■ **EXCERPT**
***

80's Songs Retitled

I am a child of the 80's. I started junior high in 1979 and finished college in 1989. I remember switching from flair to straight leg jeans in 7th grade; a Goody comb tucked in my back pocket through 8th and 9th grade; watching Michael Jackson moonwalk across the Apollo Theater stage in 10th grade; unsuccessfully try on parachute pants in senior high; buttoning the fly of my stonewashed jeans as I entered college; and finally, replacing my cassettes with something called cd's as graduation neared. The decade had a distinct attitude, style and sound.
 Like many other people around my age, that sound lives on in our adulthood. I can hear a song from that era and be instantly transported back in time. As I should be. Most music fits snugly into the decade that spawned it. 80's music is no different. There are very few musicians and singers that are truly timeless, able to sound fresh and relevant from one decade to the next. I am thankful for that because I want the music of my youth to return me - for three or four minutes at a time - to the decade when everything was still in front of me. I need to feel that again.

***

Answer these questions about the essay on 80's music.
1. In what year did the writer start junior high?
2. What did the writer replace cassettes with as graduation neared?
3. For how long at a time does the writer want the music of youth to return them to that decade?

■ **RECORDS SHOWN**

***

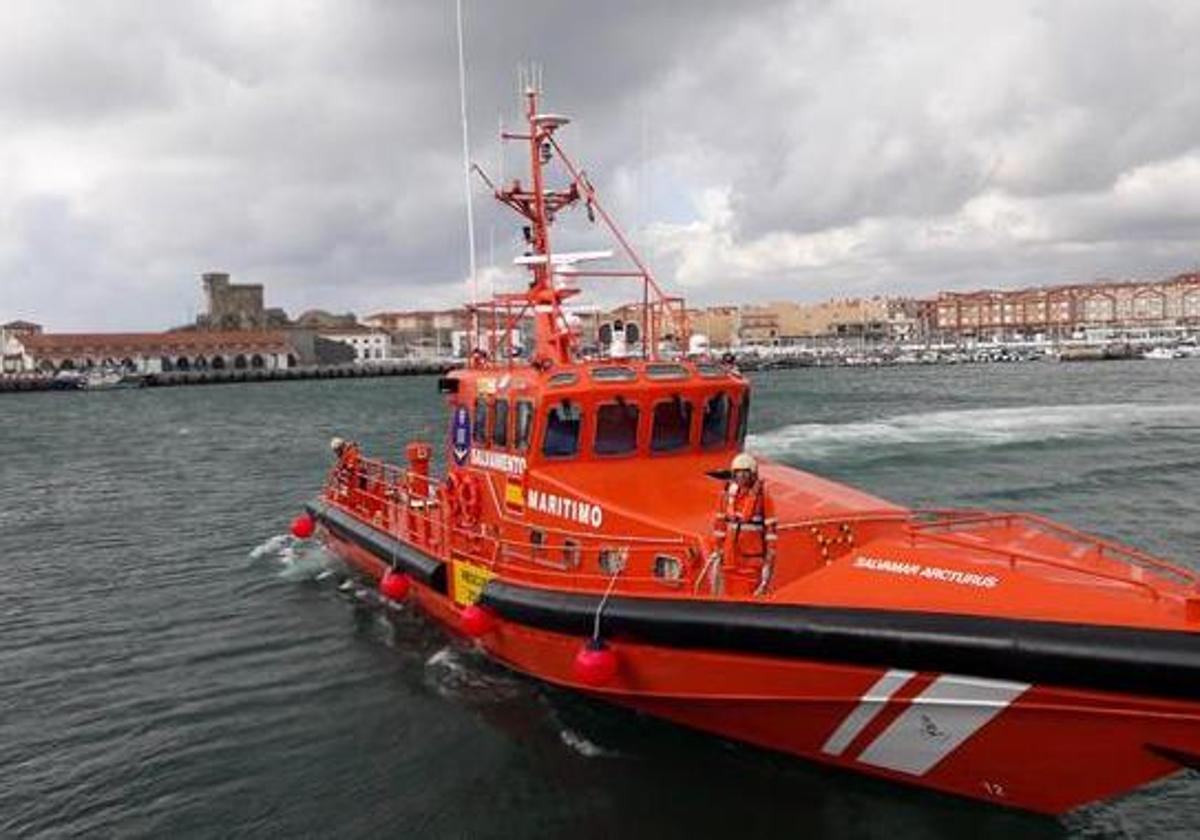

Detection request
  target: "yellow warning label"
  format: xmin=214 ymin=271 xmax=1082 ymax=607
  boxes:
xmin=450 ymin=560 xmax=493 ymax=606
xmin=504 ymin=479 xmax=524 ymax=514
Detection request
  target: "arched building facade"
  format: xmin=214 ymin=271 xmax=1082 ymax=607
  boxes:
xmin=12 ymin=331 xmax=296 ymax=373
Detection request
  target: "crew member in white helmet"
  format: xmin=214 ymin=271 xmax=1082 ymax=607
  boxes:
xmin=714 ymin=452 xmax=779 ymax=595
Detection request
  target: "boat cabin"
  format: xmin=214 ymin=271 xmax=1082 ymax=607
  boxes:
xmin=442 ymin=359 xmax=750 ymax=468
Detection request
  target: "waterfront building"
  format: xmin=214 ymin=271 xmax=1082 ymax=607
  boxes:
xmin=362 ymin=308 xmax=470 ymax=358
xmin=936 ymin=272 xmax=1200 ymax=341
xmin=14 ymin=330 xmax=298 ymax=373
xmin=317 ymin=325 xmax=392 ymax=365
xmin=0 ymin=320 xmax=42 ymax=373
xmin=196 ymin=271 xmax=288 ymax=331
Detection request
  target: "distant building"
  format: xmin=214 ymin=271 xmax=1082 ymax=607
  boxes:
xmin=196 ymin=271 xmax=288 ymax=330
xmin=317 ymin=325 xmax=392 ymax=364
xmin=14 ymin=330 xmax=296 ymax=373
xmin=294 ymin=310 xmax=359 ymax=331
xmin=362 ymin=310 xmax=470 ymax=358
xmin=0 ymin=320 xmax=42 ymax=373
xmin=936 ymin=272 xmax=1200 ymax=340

***

■ **OUTPUT BELOW**
1. 1979
2. CDs
3. Three or four minutes